- **Work instructions**
Exactly as they appear, copy the lines of the listing from the one containing "Exercise. For every instance of the man" through the final line, both included, and nothing else.

[Start of section]

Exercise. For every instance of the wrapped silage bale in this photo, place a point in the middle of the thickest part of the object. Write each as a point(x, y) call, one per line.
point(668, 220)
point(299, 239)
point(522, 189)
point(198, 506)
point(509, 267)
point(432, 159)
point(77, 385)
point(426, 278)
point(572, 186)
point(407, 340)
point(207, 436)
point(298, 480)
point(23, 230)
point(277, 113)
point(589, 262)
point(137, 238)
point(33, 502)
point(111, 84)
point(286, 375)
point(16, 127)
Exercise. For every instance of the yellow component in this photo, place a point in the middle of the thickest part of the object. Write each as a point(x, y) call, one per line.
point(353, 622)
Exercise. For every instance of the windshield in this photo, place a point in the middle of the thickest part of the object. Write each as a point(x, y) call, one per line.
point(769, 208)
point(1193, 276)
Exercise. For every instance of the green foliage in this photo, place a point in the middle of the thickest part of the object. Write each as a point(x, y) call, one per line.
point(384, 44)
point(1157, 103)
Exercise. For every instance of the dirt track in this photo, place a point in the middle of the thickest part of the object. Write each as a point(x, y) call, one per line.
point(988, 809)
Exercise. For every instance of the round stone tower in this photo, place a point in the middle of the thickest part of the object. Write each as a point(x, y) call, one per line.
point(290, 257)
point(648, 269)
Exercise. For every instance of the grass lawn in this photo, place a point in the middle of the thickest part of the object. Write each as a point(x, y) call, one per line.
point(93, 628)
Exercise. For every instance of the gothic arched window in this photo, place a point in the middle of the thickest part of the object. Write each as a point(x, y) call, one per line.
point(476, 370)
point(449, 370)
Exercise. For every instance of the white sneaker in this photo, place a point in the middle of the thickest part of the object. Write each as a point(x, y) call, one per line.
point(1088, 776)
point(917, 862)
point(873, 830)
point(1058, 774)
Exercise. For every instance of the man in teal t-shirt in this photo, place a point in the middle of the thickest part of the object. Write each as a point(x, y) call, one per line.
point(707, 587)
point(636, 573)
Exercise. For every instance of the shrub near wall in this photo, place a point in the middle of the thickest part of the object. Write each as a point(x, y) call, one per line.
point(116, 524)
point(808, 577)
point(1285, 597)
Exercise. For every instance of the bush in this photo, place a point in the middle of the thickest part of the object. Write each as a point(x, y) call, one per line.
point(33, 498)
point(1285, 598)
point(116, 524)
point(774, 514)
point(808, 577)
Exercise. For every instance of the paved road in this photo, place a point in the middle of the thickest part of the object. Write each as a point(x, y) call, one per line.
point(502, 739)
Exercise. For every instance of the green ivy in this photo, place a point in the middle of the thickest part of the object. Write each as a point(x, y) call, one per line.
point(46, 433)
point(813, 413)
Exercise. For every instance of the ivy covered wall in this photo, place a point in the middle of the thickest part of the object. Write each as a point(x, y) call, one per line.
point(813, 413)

[End of section]

- **Answer to this problem**
Exercise. For every instance of the man in teal t-shirt in this photo, place a point in the middle of the thickest part of the object. Write each as a point(x, y) call, one per line.
point(707, 587)
point(636, 573)
Exercise. For every instance of the shrub near wall in this photo, place a point in the middle of the thickest part of the object. Write each as a point(x, y) call, one per line.
point(116, 524)
point(808, 577)
point(1285, 597)
Exercise. For every instance of the bush in this photo, place a point in the middle of the thickest part of the object. Write each as a point(x, y) call, one per line.
point(33, 498)
point(1285, 598)
point(116, 524)
point(774, 514)
point(808, 577)
Exercise. For every instance of the paved road in this photo, place a point in the middle of the thickest part of the object. Write each as a point(x, y) call, one per line.
point(502, 739)
Exercise. For every instance of the green ivy in this photo, place a point in the middle of the thickest part of the object. Write each as a point(x, y) call, one per line.
point(46, 433)
point(813, 413)
Exercise. For every instance of the ivy covered wall in this photo, place a point in the middle of the thickest part of the object. Write each as a point(x, y) call, one per line.
point(813, 413)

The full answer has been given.